PROBLEM A: Decide whether each of the statements (i) to (iii) agrees with the SACD text, answering yes or no and quoting word for word the words of the text that settle it. (i) The ISC was formed by three trade associations of the recording industry. (ii) When standard mode is selected, high frequency components above 50 kHz are attenuated. (iii) For SACD, one main photo detector with two side spots is used.

Advanced Digital Audio Technologies: Super Audio CD (SACD)

Home | Audio mag. | Stereo Review mag. | High Fidelity mag. | AE/AA mag.

Introduction

Since the CD, developed in the early 1980s, has almost reached its upper limitations of sound quality, Sony and Philips joined once again to develop a new system with an extremely high sound quality, surpassing the limit of CD. To review proposals, the three major trade associations of the recording industry formed the International Steering Committee (ISC). These three associations are the Recording Industry Association of America (RIAA), the Recording Industry Association of Japan (RIAJ) and Europe's International Federation of Phonographic Industry (IFPI).

In May 1996, the ISC made a list of recommendations about the new format. Key points to these recommendations are:

• Active Copy Management System (ACMS)

• Copyright protection

• Anti-piracy measures

• Compatibility

• Audio, video and data storage

• Conditional access

• High-quality sound and multi-channel possibilities

• Archive and master transfer without loss of sound quality

• Extended disc functions, including text

• Packaging (may not include caddy or cartridge)

• Durability (more resistant or protected to scratches than CD)

• Single-sided disc is preferred

• 12 cm diameter is preferred

At the same time as SACD was developed, based upon the same recommendations from the same group, the DVD-Audio format was developed. These formats are very similar and are competing to gain acceptance within the same public. The underlying design and technology are also similar, and as both technologies will be explained within this book, a number of cross references cannot be avoided.

At the end of 1999, Sony launched its new Super Audio CD (SACD) player, meeting all the requirements of the ISC. The new SACD format allows mainly a much higher dynamic and frequency range compared to the conventional CD. The introduction of Direct Stream Digital (DSD) essential to SACD (see overview of the A/D conversion systems) implies a higher quality of A/D-D/A conversion.

Besides SACD, the Super Audio CD players are capable of playing conventional CDs.

Starting with the SCD1 and SCD777ES, Sony introduced the first generation of SACD players that were capable of reproducing signals of over 100 kHz with a dynamic range of above 120 dB in the audible range. To avoid high-frequency problems when connecting the SACD player to a conventional sound system, a switch to select standard and custom mode is mounted on the set. The standard mode has to be selected when the set is connected to a conventional amplifier. In this position, the high frequency components above 50 kHz will be attenuated, avoiding possible damage to audio systems not designed to handle such high frequencies.

The custom mode can be selected when the set is connected to the Sony pre-amplifier TA-E1 and power amplifier TA-N1 in combination with the speaker system SS-M9ED. The maximum frequency range will be output.

With the SCD-XB940 (April 2000), Sony introduced the second generation of SACD players.

Technical specifications and dimensions

In Table1, a comparison of the main CD and SACD parameters is given.

Table1 CD and SACD parameters

FIG. 1 Numerical aperture.

Optical block structure

Compared to the optical bock of the CD player, the two-axis device is much finer. The numerical aperture (NA), on the other hand, is higher. The effect of a higher NA is, besides a narrower focal depth and a smaller focal point, a lower tilt tolerance and a disc thickness that becomes stricter.

Another difference is that instead of one main photo detector with four fields (for RF detection in CD) and two side spots for tracking, two identical photo detectors (PD1 and PD2) with four fields are used for SACD.

DATASET RECORDS:
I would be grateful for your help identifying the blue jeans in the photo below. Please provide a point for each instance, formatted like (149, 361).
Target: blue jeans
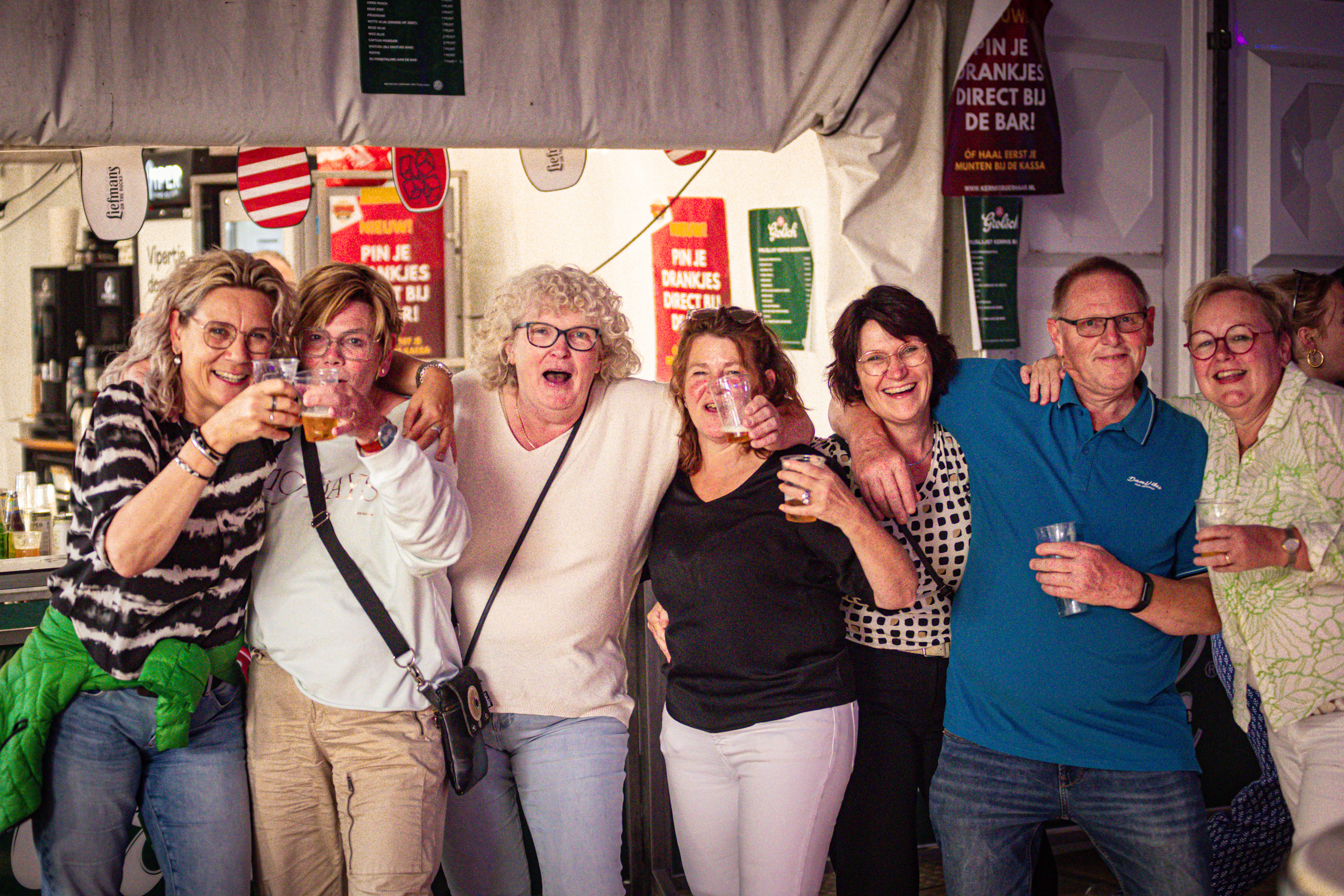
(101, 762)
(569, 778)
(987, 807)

* * *

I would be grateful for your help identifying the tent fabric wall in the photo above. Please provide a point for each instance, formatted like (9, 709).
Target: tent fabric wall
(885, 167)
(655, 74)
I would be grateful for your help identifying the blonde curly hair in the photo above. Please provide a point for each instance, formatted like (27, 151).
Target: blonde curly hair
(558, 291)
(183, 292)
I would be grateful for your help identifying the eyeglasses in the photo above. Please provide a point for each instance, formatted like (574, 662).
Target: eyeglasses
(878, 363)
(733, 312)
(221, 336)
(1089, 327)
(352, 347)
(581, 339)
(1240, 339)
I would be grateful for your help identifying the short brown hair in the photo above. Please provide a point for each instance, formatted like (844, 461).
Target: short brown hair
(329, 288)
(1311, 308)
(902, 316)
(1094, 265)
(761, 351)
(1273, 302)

PROBLEM B: Scale the records between the line holding "I would be grateful for your help identifying the tent" and the line holding "(1273, 302)", inclusive, by writing out every one of those lines again, requests included. Multiply each answer coordinate by 2 and round to a whole number, with halves rounded up.

REPLY A:
(i) Yes: "the three major trade associations of the recording industry formed the International Steering Committee (ISC)"
(ii) Yes: "In this position, the high frequency components above 50 kHz will be attenuated"
(iii) No: "two identical photo detectors (PD1 and PD2) with four fields are used for SACD"

REPLY B:
I would be grateful for your help identifying the tent fabric wall in the photo above. Please provide a point for each instance, formatted like (9, 709).
Target: tent fabric wall
(1770, 334)
(1310, 148)
I would be grateful for your help identifying the blonde curly hair in the photo above. Please provide a point for each instance, formatted like (27, 151).
Target: blonde curly hair
(1116, 582)
(366, 584)
I would be grateful for your help identifying the eyeglasses in the photo above. Please provide a point for each instance, formatted like (574, 662).
Target: eyeglasses
(1756, 726)
(1466, 624)
(442, 672)
(2178, 654)
(704, 694)
(1162, 678)
(2480, 678)
I would be grateful for your help identifying the short brown hair in the photo above. Please provide a point for each instance, formatted like (844, 461).
Target: short brown hair
(658, 576)
(2622, 616)
(1804, 632)
(2188, 530)
(1522, 702)
(2546, 604)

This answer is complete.